— EXCERPT TO READ —

····················

According to the records, Frank was received at the State Penitentiary on Nov. 5, 1907, sentenced for five and a half years for manslaughter. The register went on to report that his trial took place on Dec. 10, 1906. The record included a physical description which made me realize that my great uncle Frank had led a rough life. He was described as having several scars on his head and face. The description also mentioned vaccine scars and one long scar on this left arm. So, Uncle Frank looked like a rough character; what other things would I uncover?

Daily Arkansas Gazette,
Dec. 29, 1905

From the prison record I turned to the newspapers of the day and court records to find out what I could about the incident which led to his incarceration. In newspapers from Hoxie to Fort Smith, I uncovered lurid headlines: “Frank Browning kills Telegraph Operator at Hoxie” and “Killing at Hoxie, Frisco Agent and Operator Shot to Death Yesterday by Frank Browning.”[2] So, I had a notorious desperado in my family tree! The infamous incident happened on Dec. 28, 1905. Browning had gone into the Frisco and Iron Mountain railroad office at the Hoxie crossing to send a telegraph to Dexter, Missouri, at 11:30 a.m. The operator, T.W. Midkiff, told Browning the answer would probably arrive by 4 or 5 in the afternoon. Browning then returned at 1:30 p.m. smelling of whiskey, asking if he had received an answer. Midkiff informed him that none had come, and the conversation became heated. Bystanders outside the office reported they could hear the two men yelling. Midkiff ordered Browning out, and as they walked towards the door, Browning pulled out a revolver and shot Midkiff. Browning was quickly taken into custody. A lynching party consisting of townsmen from both Walnut Ridge and Hoxie soon formed, bent on teaching the prisoner the “hemp fandango.” Officers hastily took Browning to Jonesboro to await trial.

····················

— DATA FOR ANALYSIS —
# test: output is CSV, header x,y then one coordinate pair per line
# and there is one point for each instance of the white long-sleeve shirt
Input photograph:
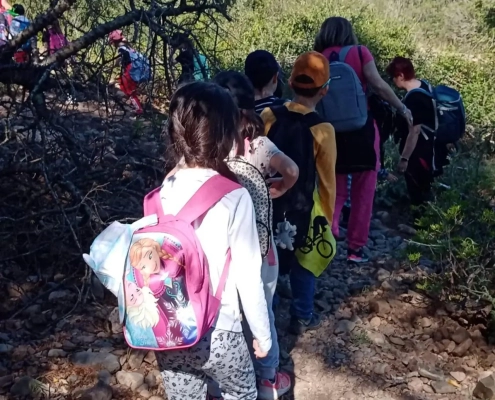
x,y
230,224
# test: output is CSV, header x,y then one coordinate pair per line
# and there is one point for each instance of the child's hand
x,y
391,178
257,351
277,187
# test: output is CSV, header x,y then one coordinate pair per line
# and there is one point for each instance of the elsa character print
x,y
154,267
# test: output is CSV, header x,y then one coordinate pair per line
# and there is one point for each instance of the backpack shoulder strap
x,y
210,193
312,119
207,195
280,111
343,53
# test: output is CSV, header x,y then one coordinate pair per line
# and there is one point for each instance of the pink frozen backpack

····················

— AIM OF THE TASK —
Carry on the account of Frank Browning and the Hoxie shooting, starting right after the sentence about officers taking Browning to Jonesboro to await trial.

— ANSWER BOX —
At some point during January 1906, Browning was transferred to the jail at Powhatan, the county seat. Visitors to our Northeast Arkansas Regional Archives or the Powhatan Court House State Park may have noticed the solid stone structure that still stands adjacent to the courthouse. A reporter in 1906 described it as the “darkest dungeon in the county … The place is over-run with rats, the only companion(s) to the man in the jail."

Continuing my search through newspapers and county records, I learned Browning remained under these conditions until March when he was indicted on a charge of first degree murder by a Lawrence County grand jury. On Aug. 17, 1906, Browning was arraigned in front of Judge Humphreys of Walnut Ridge, and the trial date was set for Oct. 19. There were concerns about whether or Browning could receive a fair trial in Lawrence County. Tensions were still high; it had not been a year since the townsmen of Hoxie and Walnut Ridge wanted to lynch him. Defense attorneys from the firm Wright and Reeder successfully argued for and won a change of venue to Independence County. The trial was heard in Judge F. D. Fulkerson’s court room in November 1906. Browning was found guilty of manslaughter, after the jury deliberated for 20 hours. A motion was then made for a new trial and Browning was released on $1,500 bond, put up by his uncle, Dr. Clinton P. Meriwether, and Dr. R.C. Dorr and Capt. John A. Hinkle.

So, here was the story that had sundered this side of my family. On its face, it was bad enough so that I could understand the family being a little embarrassed by Uncle Frank. As I would learn through some more searching and sifting, there was more a lot more — to his story.  Next month we will discuss more of his past, the outcome of his trial and why Frank was indeed the black sheep of our family.

[1] Some may, however, refrain out of a sense of modesty, particularly if the ancestral malefactor is believed to have done a Really Big Oops, one that would be worth boasting about in the right company.

[2] I located these articles from across the state using This is a subscription-based service, but visitors can access it at no cost in the ASA research room.